> **WORK REQUIRED**
Locate each line in the material below that contains the word "task", and copy those lines out in full.

Region labeling entries
+++
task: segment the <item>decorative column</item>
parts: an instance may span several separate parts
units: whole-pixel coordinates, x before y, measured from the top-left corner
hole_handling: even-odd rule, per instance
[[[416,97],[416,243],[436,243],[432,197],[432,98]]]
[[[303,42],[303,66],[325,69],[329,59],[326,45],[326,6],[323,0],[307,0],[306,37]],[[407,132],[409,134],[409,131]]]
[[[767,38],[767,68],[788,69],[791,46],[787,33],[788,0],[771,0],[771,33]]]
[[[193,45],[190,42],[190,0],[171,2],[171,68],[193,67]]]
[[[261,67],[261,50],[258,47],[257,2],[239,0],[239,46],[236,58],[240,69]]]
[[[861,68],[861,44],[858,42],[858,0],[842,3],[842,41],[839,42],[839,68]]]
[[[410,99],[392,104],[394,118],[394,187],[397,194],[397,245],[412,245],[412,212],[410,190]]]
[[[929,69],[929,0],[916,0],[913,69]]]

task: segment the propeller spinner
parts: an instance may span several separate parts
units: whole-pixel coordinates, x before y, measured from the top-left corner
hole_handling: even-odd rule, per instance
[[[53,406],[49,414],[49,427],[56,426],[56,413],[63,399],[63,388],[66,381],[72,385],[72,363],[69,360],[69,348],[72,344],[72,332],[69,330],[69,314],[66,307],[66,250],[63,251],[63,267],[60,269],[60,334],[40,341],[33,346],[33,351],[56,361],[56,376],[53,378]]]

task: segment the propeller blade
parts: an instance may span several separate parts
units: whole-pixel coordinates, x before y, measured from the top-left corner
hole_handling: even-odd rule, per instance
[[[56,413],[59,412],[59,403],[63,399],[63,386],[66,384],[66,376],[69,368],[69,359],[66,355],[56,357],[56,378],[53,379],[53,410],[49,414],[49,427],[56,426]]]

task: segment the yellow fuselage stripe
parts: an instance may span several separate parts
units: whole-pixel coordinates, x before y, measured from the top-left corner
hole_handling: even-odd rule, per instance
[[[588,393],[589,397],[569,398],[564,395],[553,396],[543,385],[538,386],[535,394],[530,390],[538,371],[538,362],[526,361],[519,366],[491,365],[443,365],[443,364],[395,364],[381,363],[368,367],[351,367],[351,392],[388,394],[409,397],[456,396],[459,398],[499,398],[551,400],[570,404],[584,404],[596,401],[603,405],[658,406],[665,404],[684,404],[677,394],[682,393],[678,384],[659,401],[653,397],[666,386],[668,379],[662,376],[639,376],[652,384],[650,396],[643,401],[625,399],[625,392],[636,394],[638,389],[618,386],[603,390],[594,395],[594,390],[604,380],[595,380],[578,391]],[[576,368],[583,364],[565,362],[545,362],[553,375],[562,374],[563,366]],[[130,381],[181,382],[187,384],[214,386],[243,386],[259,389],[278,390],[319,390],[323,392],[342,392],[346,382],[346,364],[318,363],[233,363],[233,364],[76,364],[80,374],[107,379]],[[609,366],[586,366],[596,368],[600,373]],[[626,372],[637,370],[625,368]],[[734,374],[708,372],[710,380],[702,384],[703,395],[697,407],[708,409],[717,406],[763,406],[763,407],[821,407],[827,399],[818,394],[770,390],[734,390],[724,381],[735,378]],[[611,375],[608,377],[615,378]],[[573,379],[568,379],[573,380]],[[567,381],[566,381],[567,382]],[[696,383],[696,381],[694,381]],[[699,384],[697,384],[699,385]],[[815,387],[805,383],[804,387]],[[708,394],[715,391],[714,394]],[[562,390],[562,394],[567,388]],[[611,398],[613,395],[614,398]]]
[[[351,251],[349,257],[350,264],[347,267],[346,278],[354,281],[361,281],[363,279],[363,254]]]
+++
> **EXERCISE RESULT**
task: segment the <item>decorative column</item>
task: segment the propeller spinner
task: segment the propeller blade
task: segment the yellow fuselage stripe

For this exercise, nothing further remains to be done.